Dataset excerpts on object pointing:

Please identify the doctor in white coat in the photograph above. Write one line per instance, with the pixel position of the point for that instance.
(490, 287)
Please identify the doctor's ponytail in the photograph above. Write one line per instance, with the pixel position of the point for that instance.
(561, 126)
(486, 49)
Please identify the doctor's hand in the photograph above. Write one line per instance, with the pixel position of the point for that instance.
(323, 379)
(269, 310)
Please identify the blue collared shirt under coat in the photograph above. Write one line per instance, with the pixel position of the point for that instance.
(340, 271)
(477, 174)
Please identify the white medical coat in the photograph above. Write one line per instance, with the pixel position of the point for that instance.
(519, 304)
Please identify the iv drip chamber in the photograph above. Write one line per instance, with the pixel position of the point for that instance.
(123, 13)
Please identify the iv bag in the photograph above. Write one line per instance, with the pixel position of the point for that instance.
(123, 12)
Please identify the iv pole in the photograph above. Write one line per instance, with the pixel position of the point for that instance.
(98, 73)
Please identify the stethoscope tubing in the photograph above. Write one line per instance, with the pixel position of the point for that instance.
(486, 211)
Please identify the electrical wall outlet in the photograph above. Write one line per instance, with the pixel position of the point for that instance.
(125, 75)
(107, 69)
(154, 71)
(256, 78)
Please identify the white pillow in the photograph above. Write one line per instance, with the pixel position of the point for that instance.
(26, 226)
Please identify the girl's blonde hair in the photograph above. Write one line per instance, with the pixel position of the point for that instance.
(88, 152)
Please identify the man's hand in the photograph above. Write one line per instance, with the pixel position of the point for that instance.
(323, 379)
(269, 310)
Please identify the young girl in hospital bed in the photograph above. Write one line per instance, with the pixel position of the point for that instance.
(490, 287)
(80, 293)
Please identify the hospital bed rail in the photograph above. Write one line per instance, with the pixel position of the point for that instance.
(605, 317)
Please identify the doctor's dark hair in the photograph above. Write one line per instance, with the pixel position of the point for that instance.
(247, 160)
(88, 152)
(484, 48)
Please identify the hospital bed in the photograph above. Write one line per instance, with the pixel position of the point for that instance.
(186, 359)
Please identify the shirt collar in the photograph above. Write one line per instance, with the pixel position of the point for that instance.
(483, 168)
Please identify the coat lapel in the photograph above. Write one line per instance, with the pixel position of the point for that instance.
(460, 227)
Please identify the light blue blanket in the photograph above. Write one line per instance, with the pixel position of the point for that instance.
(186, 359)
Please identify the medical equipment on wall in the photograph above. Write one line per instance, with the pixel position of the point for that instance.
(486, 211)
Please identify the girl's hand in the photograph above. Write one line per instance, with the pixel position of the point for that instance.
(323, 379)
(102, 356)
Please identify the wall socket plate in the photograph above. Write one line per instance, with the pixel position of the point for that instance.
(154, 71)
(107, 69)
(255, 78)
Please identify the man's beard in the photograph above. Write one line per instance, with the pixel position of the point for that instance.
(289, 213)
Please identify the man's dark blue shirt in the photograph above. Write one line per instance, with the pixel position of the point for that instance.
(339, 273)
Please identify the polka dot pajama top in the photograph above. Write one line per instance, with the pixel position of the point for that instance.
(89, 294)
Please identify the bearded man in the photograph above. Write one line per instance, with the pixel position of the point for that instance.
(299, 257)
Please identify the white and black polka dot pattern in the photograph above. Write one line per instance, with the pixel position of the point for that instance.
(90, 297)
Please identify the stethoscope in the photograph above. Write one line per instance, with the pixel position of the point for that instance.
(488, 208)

Set exercise: Repeat, without change, each line of the data above from the one that contains "Please identify the medical" through the final line, counting both.

Exercise solution:
Please identify the medical equipment on wall in the photograph above. Write one line per instance, with the pixel position of the point for that instance.
(486, 211)
Please identify the girl's hand in the photograph above. Write one line per instance, with the pixel position of the point for that instance.
(323, 379)
(102, 356)
Please identify the wall socket plate in the photograph above. Write one line per instance, with the pixel position of the point for that instance.
(154, 71)
(107, 69)
(255, 78)
Please identify the man's beard in the photograph above. Write one line per instance, with the pixel position of the point for that instance.
(289, 213)
Please identify the man's dark blue shirt in the photograph above. Write one line per instance, with the pixel position of the point for that instance.
(339, 273)
Please identify the polka dot pajama top in the photograph above. Write one line per instance, with the pixel position of the point for that instance.
(89, 294)
Please identify the bearded man in the photograph above. Write one line per instance, with the pixel position of the point for that instance.
(299, 257)
Please identify the white and black polka dot pattern in the photograph above. Write one line per instance, with the pixel position of the point for that instance.
(90, 297)
Please identify the stethoscope in the photograph above. Write one line per instance, with the pixel position of the point for that instance.
(488, 208)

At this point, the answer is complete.